■ **任务要求**
**1.** 抄写下面选读文段中从“叙事语境下的景观设计表达研究(儿童故事爱护花园教案阅读 | 景观叙事与叙事景观)”到“的《埃涅伊得》(Aeneid)为背景的。”的部分,首尾两处都包括在内。
**2.** 将下方数据列表中从含有“Each instance of the high”的那一行到含有“Query: white capsule roof”的那一行原样重写一遍,首尾两行都包括在内。

■ **选读文段**
▼

幻灯二

叙事语境下的景观设计表达研究(儿童故事爱护花园教案阅读 | 景观叙事与叙事景观)

一次和朋友聊天,话题不知不觉扯到了中国明代园林。朋友对中国园林并不熟悉,也没有亲身的体验,他对中国园林的认识主要是来自于一些英语读物,例如麦吉·凯斯韦克(Maggie Keswick)的《中国园林:历史、艺术和建筑》(The Chinese garden: History, art & architecture)。为了助兴,我找出了明代陈洪绶所绘《西厢记》插图的复制品。从这些插图上看,故事中很多情节是以园林为背景的,很多室内的场景也由屏风装点成园林一般。朋友立刻被这些插图吸引了:“为什么要选择园林作为他们相遇相会的地点呢?是因为园林有脱离世俗的浪漫气息么?或是园林有极强的私密性?园林空间在这个故事当中有没有什么隐喻,园林在这个故事当中起到怎样的作用呢?”结果,故事似乎成了了解空间和场所的一把钥匙,反过来,空间和场所也同样是故事发展不可或缺的要素。

的确,景观和故事是分不开的。景观可以作为场景推进故事的发展,故事也可以赋予景观空间文化和历史的意义。在我经常散步的公园中,经常可以看到一些叙事性的细节,例如路边的座椅上有的镌刻着一行小字“纪念某某,生于某年”。当我坐在椅子上休息的时候,总是不自觉地试图将上面的名字和活生生的人联系起来,想象这个人是怎样的人?其一生的故事又是怎样的?这个公园和他(她)有什么联系呢?一行小字如同一枚铁锚将场所紧紧地和记忆的河床联系起来。景观中的故事可以是一些诸如此类的琐碎回忆,也可能是宏大的史诗。英国18世纪的霍尔(Hoare)家族设计建造的斯托海德(Stourhead)风景园则是罗马诗人维吉尔(Virgil)的《埃涅伊得》(Aeneid)为背景的。

▲

■ **任务数据**
▼

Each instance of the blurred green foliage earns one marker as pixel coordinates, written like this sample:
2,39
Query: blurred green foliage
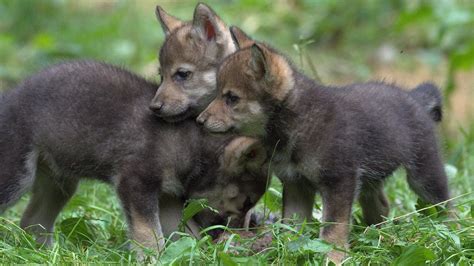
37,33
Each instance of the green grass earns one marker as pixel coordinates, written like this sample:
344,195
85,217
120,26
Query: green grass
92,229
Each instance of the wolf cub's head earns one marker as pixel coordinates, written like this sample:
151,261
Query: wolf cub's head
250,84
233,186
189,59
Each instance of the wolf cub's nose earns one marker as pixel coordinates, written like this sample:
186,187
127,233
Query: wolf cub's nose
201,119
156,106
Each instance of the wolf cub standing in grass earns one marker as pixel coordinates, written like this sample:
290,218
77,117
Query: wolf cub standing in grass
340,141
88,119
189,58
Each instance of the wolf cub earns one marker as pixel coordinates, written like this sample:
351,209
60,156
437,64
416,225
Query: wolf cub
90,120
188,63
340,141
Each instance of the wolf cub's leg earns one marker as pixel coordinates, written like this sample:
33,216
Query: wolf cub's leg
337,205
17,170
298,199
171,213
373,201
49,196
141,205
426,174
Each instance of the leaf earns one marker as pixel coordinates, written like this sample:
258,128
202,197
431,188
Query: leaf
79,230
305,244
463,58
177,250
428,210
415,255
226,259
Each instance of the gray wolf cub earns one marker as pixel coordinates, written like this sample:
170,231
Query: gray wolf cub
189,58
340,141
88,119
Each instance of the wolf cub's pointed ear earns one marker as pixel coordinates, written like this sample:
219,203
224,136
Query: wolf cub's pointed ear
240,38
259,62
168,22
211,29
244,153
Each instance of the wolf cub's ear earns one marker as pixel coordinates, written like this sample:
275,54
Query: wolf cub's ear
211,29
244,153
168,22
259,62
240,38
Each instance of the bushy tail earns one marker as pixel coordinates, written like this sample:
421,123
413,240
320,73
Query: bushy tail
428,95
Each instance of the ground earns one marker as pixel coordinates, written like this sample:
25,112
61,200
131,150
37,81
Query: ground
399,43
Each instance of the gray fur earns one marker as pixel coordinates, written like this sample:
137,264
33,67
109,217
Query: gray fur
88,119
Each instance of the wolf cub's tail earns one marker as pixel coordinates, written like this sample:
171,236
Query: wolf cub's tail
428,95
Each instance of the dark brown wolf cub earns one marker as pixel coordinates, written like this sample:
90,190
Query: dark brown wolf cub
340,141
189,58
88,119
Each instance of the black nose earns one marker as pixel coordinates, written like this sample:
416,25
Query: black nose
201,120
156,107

▲
▼

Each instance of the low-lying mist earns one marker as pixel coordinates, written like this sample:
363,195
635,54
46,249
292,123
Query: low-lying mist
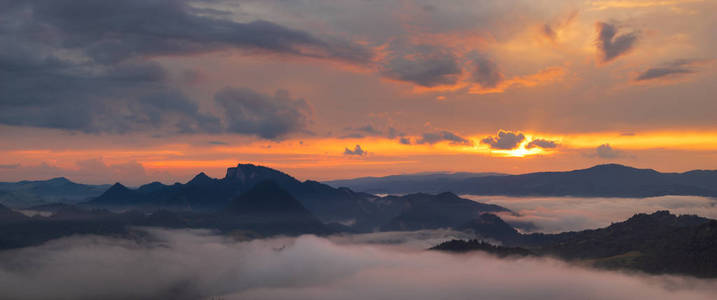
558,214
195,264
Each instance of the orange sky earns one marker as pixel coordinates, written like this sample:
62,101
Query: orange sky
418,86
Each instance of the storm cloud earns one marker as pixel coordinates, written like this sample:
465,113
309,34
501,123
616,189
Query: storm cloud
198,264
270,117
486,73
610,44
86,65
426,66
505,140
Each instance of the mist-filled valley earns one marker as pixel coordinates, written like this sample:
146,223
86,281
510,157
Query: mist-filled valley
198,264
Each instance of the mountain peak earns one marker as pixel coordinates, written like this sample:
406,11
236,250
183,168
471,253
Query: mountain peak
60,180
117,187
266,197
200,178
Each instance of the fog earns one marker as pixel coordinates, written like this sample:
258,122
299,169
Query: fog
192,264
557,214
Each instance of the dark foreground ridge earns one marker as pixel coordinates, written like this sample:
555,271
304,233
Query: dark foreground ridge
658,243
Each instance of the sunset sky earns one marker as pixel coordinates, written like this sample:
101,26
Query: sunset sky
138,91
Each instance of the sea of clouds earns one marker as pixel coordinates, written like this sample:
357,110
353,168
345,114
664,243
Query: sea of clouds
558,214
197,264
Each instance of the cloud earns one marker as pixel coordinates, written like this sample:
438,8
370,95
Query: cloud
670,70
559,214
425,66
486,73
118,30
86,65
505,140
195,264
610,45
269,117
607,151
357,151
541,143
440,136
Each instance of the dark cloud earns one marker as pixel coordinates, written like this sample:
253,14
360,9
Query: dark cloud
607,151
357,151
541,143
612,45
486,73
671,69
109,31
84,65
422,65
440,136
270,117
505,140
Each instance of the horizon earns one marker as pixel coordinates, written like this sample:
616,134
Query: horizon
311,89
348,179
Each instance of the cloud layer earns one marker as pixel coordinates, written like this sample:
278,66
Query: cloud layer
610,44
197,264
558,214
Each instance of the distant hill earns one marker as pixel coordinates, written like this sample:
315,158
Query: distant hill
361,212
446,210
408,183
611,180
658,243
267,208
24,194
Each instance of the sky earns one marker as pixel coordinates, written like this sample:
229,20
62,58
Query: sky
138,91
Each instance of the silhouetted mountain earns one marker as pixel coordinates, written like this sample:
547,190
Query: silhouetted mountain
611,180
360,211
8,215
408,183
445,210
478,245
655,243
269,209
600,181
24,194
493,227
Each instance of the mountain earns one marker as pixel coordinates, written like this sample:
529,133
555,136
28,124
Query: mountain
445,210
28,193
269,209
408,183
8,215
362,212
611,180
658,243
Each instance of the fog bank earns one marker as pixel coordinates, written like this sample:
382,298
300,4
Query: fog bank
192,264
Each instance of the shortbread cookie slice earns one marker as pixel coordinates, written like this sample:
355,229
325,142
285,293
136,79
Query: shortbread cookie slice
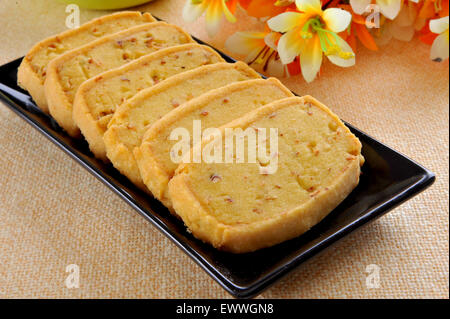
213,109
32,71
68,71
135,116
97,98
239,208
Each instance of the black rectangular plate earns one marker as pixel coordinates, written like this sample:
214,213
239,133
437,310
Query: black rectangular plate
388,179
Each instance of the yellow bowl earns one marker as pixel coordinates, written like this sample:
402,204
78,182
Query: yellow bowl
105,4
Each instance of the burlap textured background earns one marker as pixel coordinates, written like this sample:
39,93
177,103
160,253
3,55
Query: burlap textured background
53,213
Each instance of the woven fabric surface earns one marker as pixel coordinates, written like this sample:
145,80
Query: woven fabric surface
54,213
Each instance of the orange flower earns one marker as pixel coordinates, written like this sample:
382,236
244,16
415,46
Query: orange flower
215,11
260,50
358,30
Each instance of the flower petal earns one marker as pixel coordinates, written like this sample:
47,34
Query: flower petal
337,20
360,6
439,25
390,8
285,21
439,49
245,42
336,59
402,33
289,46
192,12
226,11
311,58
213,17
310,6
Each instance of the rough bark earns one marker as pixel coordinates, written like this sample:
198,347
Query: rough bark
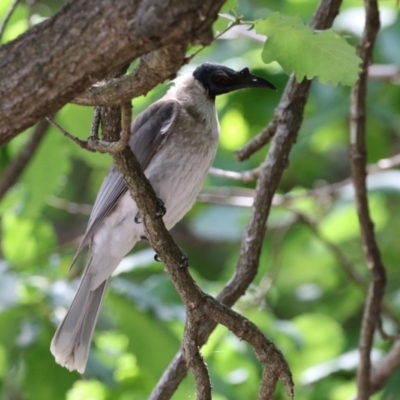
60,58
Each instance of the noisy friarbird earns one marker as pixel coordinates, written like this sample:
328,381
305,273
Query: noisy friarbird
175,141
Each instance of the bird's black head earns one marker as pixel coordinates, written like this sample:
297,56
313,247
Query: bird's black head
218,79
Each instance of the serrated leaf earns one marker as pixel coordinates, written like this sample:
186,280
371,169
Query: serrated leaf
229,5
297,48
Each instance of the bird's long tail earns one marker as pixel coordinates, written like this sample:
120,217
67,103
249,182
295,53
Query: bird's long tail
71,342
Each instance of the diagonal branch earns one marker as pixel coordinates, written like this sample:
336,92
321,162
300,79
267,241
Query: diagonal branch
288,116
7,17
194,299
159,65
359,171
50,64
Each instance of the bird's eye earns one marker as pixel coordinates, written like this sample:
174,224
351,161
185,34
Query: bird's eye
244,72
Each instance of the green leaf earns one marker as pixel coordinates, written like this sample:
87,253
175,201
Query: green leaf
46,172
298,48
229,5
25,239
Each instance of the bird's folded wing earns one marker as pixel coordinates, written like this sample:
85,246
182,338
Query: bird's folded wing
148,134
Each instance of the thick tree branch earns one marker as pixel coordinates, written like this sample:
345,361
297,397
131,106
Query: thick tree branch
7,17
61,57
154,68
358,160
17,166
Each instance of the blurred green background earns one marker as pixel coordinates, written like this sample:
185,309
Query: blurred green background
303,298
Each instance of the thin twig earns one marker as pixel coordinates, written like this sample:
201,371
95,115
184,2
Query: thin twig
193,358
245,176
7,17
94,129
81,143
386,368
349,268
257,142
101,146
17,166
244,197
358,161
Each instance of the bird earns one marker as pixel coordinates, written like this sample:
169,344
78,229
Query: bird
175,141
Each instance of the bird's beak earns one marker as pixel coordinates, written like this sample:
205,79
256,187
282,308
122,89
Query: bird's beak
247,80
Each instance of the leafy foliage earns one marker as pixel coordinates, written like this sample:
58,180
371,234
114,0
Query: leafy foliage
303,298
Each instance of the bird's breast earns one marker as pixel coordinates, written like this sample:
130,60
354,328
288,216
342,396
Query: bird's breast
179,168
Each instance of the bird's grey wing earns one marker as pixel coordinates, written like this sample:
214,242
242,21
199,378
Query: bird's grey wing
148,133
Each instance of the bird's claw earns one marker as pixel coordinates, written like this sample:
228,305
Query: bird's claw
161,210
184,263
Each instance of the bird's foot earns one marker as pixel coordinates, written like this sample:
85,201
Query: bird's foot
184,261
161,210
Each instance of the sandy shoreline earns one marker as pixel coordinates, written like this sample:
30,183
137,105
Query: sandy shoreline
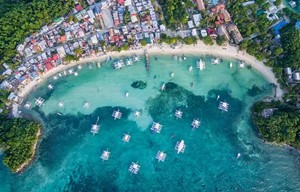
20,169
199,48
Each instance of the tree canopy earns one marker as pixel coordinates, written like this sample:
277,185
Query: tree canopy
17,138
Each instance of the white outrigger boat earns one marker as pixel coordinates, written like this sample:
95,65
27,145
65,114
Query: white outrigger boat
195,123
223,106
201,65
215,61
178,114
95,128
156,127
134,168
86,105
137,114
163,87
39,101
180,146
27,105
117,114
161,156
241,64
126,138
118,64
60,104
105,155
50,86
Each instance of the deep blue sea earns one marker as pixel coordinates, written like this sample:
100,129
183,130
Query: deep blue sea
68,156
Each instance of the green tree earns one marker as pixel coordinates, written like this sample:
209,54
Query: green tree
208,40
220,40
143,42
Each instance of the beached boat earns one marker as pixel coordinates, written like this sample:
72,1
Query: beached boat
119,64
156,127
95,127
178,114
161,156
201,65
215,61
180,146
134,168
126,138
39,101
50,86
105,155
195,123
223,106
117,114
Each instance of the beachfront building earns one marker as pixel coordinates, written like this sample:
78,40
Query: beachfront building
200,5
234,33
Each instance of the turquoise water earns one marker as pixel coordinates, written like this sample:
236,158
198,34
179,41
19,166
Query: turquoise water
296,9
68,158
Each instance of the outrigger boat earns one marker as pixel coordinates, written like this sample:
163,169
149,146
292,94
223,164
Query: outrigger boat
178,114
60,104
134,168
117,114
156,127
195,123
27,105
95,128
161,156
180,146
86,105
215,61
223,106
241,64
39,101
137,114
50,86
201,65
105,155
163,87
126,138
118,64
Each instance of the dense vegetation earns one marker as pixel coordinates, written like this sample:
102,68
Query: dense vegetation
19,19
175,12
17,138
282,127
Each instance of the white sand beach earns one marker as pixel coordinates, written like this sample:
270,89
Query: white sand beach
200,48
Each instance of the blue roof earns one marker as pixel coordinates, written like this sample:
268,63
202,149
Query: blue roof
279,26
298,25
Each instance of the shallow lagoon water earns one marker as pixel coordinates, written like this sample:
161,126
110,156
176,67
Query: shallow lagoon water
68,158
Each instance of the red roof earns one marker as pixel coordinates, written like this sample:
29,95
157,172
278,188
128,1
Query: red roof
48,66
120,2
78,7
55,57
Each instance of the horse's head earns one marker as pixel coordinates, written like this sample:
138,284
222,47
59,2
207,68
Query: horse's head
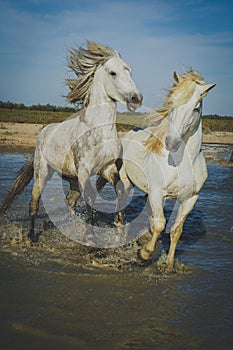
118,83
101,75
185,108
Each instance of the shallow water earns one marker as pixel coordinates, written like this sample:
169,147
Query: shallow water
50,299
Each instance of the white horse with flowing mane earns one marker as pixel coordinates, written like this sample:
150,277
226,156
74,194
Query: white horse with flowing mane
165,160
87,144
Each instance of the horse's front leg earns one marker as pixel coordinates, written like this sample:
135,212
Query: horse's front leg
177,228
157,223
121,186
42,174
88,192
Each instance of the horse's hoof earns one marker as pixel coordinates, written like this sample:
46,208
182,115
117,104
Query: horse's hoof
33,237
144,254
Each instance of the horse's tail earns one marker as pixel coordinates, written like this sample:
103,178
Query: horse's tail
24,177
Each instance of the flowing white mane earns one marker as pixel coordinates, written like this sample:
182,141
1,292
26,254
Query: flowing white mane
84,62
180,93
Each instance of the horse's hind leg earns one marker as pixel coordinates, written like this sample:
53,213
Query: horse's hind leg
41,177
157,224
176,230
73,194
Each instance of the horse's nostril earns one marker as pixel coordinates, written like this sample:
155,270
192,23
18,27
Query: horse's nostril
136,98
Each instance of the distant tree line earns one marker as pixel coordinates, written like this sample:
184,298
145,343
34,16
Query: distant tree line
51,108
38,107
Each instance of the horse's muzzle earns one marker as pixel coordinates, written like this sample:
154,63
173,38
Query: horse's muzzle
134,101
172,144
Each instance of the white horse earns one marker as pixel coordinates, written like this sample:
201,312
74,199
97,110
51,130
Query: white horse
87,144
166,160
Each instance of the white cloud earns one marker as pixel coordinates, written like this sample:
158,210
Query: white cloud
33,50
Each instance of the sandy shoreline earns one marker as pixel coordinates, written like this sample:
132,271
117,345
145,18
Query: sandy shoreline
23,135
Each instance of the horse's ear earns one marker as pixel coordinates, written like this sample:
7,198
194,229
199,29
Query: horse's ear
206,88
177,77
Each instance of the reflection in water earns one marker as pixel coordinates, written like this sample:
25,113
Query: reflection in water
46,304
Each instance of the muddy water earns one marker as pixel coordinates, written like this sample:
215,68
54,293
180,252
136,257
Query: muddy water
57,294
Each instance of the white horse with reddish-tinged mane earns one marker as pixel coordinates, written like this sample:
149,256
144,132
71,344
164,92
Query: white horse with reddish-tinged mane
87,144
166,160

▲
▼

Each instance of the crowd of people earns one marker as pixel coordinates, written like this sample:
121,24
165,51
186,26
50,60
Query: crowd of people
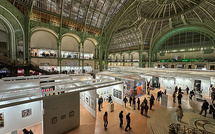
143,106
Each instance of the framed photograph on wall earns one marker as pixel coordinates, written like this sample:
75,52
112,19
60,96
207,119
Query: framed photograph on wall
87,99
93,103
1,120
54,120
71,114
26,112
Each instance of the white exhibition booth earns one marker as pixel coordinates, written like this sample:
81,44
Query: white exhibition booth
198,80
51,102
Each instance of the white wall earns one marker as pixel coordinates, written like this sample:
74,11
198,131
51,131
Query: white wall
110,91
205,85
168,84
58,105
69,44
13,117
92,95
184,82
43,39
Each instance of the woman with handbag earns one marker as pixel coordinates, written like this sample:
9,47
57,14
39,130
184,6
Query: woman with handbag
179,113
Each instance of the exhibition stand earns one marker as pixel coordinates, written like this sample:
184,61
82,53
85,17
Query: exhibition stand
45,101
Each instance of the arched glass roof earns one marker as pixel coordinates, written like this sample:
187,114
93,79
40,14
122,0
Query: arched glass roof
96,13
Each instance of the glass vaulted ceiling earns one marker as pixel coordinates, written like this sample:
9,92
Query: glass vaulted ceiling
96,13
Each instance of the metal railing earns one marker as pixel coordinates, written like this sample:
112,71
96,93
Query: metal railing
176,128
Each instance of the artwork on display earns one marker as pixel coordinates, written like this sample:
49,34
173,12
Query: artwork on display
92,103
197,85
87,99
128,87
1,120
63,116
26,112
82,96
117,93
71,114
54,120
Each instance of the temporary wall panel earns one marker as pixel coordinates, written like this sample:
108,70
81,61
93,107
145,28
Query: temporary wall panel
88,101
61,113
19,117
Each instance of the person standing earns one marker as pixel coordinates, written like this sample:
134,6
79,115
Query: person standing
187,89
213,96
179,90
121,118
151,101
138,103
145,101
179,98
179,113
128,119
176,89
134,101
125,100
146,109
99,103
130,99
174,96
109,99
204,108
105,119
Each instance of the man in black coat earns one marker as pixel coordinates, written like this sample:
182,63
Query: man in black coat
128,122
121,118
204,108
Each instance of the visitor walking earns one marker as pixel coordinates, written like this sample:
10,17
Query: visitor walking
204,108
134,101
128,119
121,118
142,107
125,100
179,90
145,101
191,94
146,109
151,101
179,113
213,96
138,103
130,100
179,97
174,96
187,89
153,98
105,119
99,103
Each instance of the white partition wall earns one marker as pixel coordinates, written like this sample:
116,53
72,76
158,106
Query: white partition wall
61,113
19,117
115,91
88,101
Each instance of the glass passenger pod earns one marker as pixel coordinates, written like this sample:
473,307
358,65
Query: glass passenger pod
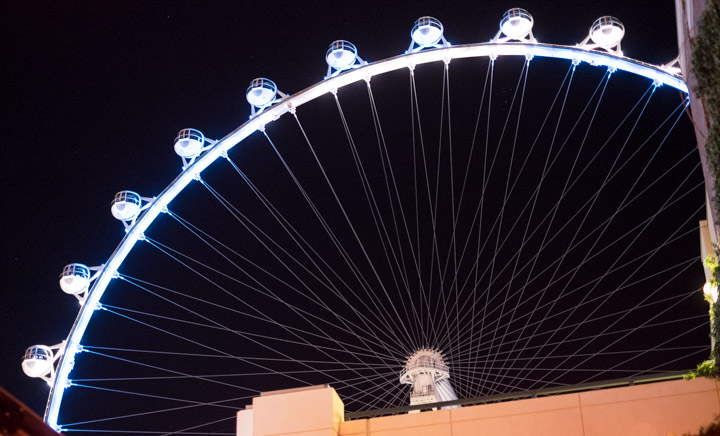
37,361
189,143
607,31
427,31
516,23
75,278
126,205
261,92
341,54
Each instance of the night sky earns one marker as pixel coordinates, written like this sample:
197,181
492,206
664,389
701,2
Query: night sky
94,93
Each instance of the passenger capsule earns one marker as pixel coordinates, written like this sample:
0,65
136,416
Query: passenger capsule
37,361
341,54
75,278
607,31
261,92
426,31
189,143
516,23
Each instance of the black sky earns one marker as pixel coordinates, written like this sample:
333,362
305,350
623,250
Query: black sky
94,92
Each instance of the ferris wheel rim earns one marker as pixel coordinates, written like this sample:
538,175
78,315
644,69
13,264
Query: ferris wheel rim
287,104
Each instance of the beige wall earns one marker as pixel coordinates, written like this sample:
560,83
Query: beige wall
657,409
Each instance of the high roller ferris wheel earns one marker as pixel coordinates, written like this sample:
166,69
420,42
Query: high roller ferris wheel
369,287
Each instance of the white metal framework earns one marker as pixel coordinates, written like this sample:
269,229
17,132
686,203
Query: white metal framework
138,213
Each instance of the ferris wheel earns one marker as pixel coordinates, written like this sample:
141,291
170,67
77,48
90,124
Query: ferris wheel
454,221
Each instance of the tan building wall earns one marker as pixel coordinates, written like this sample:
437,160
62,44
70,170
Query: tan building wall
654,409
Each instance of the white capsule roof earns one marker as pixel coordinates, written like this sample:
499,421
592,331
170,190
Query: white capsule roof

▲

■ **逐题答案**
**1.**
叙事语境下的景观设计表达研究(儿童故事爱护花园教案阅读 | 景观叙事与叙事景观)

一次和朋友聊天,话题不知不觉扯到了中国明代园林。朋友对中国园林并不熟悉,也没有亲身的体验,他对中国园林的认识主要是来自于一些英语读物,例如麦吉·凯斯韦克(Maggie Keswick)的《中国园林:历史、艺术和建筑》(The Chinese garden: History, art & architecture)。为了助兴,我找出了明代陈洪绶所绘《西厢记》插图的复制品。从这些插图上看,故事中很多情节是以园林为背景的,很多室内的场景也由屏风装点成园林一般。朋友立刻被这些插图吸引了:“为什么要选择园林作为他们相遇相会的地点呢?是因为园林有脱离世俗的浪漫气息么?或是园林有极强的私密性?园林空间在这个故事当中有没有什么隐喻,园林在这个故事当中起到怎样的作用呢?”结果,故事似乎成了了解空间和场所的一把钥匙,反过来,空间和场所也同样是故事发展不可或缺的要素。

的确,景观和故事是分不开的。景观可以作为场景推进故事的发展,故事也可以赋予景观空间文化和历史的意义。在我经常散步的公园中,经常可以看到一些叙事性的细节,例如路边的座椅上有的镌刻着一行小字“纪念某某,生于某年”。当我坐在椅子上休息的时候,总是不自觉地试图将上面的名字和活生生的人联系起来,想象这个人是怎样的人?其一生的故事又是怎样的?这个公园和他(她)有什么联系呢?一行小字如同一枚铁锚将场所紧紧地和记忆的河床联系起来。景观中的故事可以是一些诸如此类的琐碎回忆,也可能是宏大的史诗。英国18世纪的霍尔(Hoare)家族设计建造的斯托海德(Stourhead)风景园则是罗马诗人维吉尔(Virgil)的《埃涅伊得》(Aeneid)为背景的。

**2.**
Each instance of the high roller ferris wheel earns one marker as pixel coordinates, written like this sample:
166,69
420,42
Query: high roller ferris wheel
369,287
Each instance of the white metal framework earns one marker as pixel coordinates, written like this sample:
269,229
17,132
686,203
Query: white metal framework
138,213
Each instance of the ferris wheel earns one marker as pixel coordinates, written like this sample:
141,291
170,67
77,48
90,124
Query: ferris wheel
454,221
Each instance of the tan building wall earns one marker as pixel coordinates, written like this sample:
437,160
62,44
70,170
Query: tan building wall
654,409
Each instance of the white capsule roof earns one marker as pixel coordinates, written like this sample:
499,421
592,331
170,190
Query: white capsule roof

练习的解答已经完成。